> _WHAT YOU NEED TO DO_: Give back each entry exactly as written, apart from the pictures.

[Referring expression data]
####

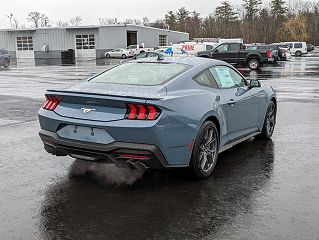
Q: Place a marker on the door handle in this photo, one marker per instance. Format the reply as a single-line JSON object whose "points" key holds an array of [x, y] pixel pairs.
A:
{"points": [[231, 102]]}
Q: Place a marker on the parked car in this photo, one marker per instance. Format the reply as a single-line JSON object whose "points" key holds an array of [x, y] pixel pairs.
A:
{"points": [[192, 48], [283, 51], [237, 54], [119, 53], [263, 49], [136, 49], [310, 47], [297, 48], [142, 55], [177, 112], [150, 54], [4, 58]]}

####

> _EXERCISE SOLUTION_:
Q: Place a marker on the door handle in this photo, one marker per instance. Format the reply as a single-line JSON object whose "points" key holds an array of [x, y] pixel pairs.
A:
{"points": [[231, 102]]}
Q: Place a marker on the parked car in this photo, one marker per instance. Format the reply as a single-line JSON object whose "points" key holds an array of [x, y] pixel pairs.
A:
{"points": [[192, 48], [283, 51], [237, 54], [119, 53], [263, 49], [136, 49], [310, 47], [297, 48], [142, 55], [177, 112], [150, 54], [4, 58]]}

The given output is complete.